EXERCISE BRIEF: Put everything from the line containing "Would you be able to pick out the cabinet door" down to the end of the records into a two-column CSV headed text and answer, one row per record. Quote each field and replace line breaks with spaces.

>>>

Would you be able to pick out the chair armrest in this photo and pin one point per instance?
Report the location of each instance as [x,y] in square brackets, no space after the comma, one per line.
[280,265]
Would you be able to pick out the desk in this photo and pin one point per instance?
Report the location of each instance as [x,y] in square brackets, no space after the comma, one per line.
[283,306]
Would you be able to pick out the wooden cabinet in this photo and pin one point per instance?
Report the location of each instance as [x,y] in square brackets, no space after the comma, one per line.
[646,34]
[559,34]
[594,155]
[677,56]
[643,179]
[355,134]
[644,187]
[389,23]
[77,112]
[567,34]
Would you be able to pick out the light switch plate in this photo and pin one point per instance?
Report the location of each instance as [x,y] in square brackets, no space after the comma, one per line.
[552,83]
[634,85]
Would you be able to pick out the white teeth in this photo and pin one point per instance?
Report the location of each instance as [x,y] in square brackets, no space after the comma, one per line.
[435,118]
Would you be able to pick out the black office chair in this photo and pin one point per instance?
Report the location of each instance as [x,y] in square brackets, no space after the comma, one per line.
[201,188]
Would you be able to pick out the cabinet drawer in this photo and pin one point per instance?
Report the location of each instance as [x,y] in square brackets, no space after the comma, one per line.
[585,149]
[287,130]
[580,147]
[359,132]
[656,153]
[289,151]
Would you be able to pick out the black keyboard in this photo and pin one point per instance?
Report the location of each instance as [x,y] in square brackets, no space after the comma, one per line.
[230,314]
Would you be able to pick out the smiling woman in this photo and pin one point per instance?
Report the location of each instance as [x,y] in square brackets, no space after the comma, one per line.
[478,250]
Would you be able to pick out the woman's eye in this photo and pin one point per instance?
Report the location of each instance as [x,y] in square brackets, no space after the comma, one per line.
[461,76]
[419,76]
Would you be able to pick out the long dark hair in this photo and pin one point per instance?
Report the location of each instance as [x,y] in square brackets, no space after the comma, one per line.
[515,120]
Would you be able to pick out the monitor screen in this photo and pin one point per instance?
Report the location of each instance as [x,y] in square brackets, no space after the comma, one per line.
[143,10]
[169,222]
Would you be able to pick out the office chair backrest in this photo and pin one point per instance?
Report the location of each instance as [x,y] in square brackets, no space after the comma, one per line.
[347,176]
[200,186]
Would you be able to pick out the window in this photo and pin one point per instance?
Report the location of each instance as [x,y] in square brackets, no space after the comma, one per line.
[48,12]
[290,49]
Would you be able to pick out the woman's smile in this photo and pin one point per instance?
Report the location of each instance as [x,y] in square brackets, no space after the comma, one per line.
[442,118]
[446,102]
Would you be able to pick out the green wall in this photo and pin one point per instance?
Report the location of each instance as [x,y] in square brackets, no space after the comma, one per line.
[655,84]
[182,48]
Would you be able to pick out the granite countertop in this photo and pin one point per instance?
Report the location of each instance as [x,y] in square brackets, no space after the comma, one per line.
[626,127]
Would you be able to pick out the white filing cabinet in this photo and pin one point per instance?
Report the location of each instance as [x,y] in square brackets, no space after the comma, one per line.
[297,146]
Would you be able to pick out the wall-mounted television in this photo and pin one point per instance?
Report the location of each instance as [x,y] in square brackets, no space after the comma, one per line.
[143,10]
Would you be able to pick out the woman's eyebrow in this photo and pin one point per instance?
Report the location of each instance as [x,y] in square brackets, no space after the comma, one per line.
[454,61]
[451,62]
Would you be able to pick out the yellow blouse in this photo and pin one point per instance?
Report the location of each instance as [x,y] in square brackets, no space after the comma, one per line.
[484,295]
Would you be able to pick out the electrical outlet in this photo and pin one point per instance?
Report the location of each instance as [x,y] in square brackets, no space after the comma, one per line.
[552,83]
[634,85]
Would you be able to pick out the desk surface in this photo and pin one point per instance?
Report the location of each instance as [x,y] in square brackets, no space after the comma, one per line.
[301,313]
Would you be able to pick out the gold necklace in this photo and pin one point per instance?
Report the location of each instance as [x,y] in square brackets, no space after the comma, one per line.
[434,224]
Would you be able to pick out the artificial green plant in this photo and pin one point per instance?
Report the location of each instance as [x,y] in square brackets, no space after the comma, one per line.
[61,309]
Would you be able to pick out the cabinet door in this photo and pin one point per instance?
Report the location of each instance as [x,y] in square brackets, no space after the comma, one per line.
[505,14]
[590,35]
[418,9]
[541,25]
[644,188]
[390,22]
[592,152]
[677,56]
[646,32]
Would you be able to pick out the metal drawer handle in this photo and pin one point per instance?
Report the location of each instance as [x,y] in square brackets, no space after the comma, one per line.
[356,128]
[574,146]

<<<

OUTPUT:
text,answer
"Would you be able to pick out the cabinet door in this photo and pin one point per instance? Report the location of each instance as [x,y] in square brackets, no space after the comma, one per line.","[505,14] [590,35] [418,9] [541,25] [644,188] [390,22] [592,152] [677,56] [646,32]"
"Would you be able to pick out the metal drawer handle in this photo and pin one point per instance? Report the location of each instance as [x,y] in square brackets, no space after the comma, one per line.","[356,128] [574,146]"